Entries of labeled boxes
== == ==
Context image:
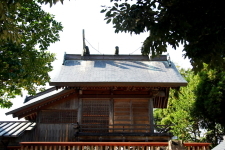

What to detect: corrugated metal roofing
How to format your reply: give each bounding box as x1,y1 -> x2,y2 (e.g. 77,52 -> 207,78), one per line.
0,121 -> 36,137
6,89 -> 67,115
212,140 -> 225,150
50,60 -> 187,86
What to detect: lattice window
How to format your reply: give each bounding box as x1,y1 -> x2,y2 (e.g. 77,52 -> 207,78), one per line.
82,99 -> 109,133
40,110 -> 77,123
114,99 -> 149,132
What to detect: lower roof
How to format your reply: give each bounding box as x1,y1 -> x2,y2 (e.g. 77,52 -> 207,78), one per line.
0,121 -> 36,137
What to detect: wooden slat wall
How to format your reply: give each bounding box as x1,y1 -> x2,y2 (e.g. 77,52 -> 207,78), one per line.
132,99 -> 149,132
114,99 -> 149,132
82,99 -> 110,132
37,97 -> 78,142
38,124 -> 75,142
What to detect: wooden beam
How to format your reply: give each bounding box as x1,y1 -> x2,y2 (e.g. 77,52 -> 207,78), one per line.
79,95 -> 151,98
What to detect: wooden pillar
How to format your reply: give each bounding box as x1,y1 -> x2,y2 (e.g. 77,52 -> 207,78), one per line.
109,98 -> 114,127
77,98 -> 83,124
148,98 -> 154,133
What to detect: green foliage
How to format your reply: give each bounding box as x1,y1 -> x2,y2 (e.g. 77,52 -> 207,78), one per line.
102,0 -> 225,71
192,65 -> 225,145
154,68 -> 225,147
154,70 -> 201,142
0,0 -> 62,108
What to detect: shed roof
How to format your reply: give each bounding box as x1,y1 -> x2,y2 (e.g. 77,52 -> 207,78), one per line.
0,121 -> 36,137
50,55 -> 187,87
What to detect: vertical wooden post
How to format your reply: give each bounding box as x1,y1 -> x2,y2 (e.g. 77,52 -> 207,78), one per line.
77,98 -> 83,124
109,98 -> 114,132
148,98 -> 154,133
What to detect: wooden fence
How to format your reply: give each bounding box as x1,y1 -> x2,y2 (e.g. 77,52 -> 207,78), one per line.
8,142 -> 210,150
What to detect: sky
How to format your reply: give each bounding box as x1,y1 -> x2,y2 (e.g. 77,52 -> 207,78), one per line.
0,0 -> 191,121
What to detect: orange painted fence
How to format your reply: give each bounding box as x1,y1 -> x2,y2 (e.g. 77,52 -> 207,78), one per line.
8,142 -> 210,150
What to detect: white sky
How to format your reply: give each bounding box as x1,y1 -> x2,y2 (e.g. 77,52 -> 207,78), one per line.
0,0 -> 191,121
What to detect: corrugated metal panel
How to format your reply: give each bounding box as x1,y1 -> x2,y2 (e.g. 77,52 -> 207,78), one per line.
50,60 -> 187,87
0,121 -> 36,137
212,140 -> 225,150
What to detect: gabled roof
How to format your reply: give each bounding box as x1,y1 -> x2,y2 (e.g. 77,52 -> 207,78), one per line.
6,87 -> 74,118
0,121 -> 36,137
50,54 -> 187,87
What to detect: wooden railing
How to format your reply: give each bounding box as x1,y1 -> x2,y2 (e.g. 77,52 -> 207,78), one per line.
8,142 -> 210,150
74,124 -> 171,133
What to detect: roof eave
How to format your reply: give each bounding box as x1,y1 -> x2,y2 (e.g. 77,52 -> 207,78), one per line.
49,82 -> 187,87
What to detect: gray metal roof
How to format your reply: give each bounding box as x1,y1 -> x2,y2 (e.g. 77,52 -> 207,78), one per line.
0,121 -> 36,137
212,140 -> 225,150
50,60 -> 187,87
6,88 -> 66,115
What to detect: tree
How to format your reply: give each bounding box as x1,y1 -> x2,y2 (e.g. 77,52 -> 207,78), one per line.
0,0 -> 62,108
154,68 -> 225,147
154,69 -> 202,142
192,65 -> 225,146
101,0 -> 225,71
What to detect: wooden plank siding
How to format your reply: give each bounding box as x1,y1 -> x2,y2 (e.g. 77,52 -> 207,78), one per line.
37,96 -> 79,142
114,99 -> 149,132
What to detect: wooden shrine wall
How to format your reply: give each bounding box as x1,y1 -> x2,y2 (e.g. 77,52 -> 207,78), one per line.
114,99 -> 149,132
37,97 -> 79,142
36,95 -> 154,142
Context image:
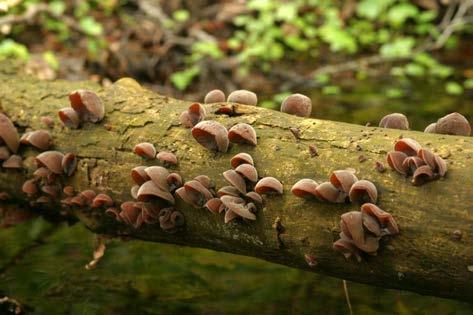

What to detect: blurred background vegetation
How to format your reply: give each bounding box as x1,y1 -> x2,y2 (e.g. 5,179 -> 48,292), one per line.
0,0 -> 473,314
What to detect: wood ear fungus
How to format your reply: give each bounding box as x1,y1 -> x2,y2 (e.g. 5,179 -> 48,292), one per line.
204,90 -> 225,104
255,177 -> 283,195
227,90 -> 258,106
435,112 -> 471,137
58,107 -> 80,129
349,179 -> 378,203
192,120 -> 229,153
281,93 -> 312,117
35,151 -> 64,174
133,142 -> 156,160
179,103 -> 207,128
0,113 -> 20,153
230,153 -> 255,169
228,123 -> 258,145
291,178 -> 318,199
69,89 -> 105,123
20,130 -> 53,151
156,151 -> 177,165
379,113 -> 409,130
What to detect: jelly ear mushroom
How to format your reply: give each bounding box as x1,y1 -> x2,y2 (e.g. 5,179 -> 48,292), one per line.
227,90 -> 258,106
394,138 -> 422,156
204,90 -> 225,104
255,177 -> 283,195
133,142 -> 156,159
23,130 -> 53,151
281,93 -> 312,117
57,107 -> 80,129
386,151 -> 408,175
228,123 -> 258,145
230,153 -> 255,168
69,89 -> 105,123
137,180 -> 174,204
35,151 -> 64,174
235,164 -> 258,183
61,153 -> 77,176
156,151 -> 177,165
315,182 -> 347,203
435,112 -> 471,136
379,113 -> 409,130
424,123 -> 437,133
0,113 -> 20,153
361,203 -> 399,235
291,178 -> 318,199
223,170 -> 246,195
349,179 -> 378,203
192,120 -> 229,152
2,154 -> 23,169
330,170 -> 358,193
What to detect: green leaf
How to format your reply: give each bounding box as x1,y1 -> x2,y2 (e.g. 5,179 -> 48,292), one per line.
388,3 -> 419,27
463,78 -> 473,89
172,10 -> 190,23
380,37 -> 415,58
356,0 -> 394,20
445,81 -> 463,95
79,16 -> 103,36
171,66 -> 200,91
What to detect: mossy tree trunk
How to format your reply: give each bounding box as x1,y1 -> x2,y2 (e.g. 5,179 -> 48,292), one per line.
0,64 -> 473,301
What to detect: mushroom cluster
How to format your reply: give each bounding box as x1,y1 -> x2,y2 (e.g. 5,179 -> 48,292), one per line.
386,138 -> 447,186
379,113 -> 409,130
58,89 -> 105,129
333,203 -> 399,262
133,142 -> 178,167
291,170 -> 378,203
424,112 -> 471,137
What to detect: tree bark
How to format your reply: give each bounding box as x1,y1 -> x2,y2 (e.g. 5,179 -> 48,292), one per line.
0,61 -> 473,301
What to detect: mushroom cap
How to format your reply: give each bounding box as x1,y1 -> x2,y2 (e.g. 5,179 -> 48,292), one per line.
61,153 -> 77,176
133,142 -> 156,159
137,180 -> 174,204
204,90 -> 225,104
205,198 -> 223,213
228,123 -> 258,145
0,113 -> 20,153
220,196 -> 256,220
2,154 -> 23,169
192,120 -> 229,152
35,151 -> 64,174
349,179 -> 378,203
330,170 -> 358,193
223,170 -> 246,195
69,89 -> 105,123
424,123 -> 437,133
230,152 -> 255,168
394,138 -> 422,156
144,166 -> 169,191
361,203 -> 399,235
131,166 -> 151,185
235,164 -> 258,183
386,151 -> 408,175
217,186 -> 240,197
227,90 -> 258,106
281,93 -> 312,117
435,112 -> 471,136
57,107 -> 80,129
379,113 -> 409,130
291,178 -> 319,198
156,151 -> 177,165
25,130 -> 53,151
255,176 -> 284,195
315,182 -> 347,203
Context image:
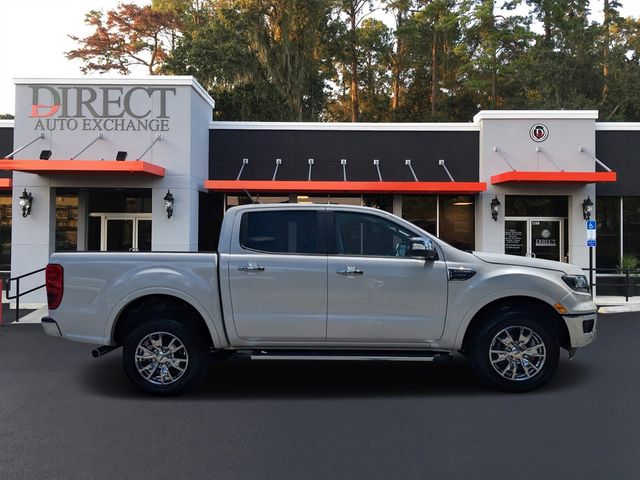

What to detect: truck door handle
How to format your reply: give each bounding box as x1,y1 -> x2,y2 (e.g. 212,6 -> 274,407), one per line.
== == ==
#### Stated exercise:
Render the part of the entries above that opens with the line containing "What to detect: green leaf" and closes with the line containing "171,66 -> 200,91" as a JSON list of strings, one string per line, with blank lines left out.

#### Expected answer:
[
  "What to detect: green leaf",
  "How to format your reply: give each bounding box as x1,y1 -> x2,y2 (e.g. 5,179 -> 48,292), one per line.",
  "388,3 -> 419,27",
  "463,78 -> 473,89",
  "172,10 -> 190,23",
  "380,37 -> 415,58",
  "356,0 -> 394,20",
  "445,81 -> 463,95",
  "79,16 -> 103,36",
  "171,66 -> 200,91"
]